[STATED GOAL]
Add 98 to every coordinate in the answer points for everything from the entry containing "shower curtain rod." down to the end of the entries, and reproduce those entries in full with only the points changed.
───── DATASET EXCERPTS
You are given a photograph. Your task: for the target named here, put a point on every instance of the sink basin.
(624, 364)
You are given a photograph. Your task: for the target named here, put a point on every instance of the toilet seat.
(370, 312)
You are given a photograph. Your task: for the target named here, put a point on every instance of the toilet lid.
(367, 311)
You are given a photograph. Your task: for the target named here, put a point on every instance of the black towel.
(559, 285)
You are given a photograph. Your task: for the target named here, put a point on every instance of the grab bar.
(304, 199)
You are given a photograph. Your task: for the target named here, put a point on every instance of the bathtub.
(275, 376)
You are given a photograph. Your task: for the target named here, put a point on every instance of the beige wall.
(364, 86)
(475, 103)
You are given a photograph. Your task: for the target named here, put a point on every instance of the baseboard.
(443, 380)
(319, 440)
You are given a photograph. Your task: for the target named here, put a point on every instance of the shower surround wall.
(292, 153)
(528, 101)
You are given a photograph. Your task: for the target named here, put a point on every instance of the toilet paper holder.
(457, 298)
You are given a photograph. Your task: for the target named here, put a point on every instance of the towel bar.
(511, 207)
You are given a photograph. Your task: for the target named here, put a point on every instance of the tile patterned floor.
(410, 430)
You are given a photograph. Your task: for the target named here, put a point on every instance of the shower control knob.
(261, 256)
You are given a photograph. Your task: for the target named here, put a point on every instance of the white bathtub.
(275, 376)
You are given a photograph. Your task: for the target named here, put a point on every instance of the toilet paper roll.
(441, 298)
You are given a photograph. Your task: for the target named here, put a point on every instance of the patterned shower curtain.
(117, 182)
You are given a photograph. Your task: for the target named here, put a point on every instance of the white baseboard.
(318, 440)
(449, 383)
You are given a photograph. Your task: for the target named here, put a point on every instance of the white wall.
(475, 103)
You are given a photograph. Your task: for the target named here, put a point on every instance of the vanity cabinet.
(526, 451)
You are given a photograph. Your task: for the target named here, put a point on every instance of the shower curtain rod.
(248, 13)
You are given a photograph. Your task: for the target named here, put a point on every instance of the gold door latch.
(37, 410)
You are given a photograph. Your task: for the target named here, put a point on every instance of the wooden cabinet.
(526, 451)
──────────
[WRITTEN SOLUTION]
You are given a photograph. Your task: for the target named here, put a point on every instance of the shower curtain rod.
(346, 111)
You are given a photograph. Your task: for the target named here, put a point on every instance of the gold door latch.
(135, 508)
You are given a photograph. Your task: for the target named here, put a point on every instance of the wooden cabinet.
(624, 549)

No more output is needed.